WORK ORDER>
In the data that follows, give the number of lines containing the word "vent". Offer no additional comment.

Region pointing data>

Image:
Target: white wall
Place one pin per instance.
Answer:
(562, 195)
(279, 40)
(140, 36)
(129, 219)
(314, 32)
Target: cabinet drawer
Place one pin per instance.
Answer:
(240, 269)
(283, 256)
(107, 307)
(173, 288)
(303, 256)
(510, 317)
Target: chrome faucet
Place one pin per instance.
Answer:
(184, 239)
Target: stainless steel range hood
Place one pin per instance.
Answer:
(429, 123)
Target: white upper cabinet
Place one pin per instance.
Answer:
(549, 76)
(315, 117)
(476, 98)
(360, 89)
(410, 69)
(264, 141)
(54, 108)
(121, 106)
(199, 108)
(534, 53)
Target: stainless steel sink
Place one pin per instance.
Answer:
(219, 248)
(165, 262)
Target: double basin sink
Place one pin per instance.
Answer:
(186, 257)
--
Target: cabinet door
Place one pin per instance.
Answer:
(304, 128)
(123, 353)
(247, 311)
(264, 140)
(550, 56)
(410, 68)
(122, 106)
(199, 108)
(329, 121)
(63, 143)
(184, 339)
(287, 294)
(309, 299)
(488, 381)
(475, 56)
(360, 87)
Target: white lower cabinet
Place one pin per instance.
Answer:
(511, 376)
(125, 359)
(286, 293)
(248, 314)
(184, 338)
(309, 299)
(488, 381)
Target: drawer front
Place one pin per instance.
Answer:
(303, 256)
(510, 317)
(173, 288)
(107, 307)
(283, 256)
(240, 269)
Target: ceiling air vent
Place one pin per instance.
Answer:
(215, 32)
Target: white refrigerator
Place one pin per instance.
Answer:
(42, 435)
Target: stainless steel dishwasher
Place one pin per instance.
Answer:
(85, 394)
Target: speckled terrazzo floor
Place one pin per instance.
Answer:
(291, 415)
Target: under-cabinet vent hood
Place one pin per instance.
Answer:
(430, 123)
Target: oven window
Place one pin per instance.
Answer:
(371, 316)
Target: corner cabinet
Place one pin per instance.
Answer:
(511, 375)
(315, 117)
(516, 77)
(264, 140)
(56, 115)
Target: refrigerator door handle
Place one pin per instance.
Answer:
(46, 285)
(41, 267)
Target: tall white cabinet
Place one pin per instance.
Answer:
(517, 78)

EXERCISE RESPONSE>
2